▶ **WHAT IS NEEDED**
Reproduce each of the following items word for word, keeping every line unchanged.

═════ MATERIAL ═════

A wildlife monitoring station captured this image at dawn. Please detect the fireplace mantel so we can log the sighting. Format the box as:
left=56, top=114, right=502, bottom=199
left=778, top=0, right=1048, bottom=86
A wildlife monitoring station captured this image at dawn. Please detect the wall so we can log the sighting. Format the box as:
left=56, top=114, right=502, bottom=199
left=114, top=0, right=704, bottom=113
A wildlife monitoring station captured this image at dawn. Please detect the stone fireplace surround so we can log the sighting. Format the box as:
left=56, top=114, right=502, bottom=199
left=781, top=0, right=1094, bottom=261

═════

▶ **COMPLETE ANSWER**
A wildlife monitoring station captured this image at dawn. Please detect the fireplace mantel so we can log the sighting. Format the box as:
left=56, top=114, right=502, bottom=199
left=778, top=0, right=1048, bottom=86
A wildlife monitoring station captured this image at dawn. Please detect the wall so we can log the sighting. Format the box as:
left=56, top=114, right=502, bottom=199
left=114, top=0, right=704, bottom=113
A wildlife monitoring station captured this image at dawn. Please detect the stone fireplace surround so we can log the sighting. Format the box as:
left=56, top=114, right=502, bottom=199
left=781, top=0, right=1094, bottom=261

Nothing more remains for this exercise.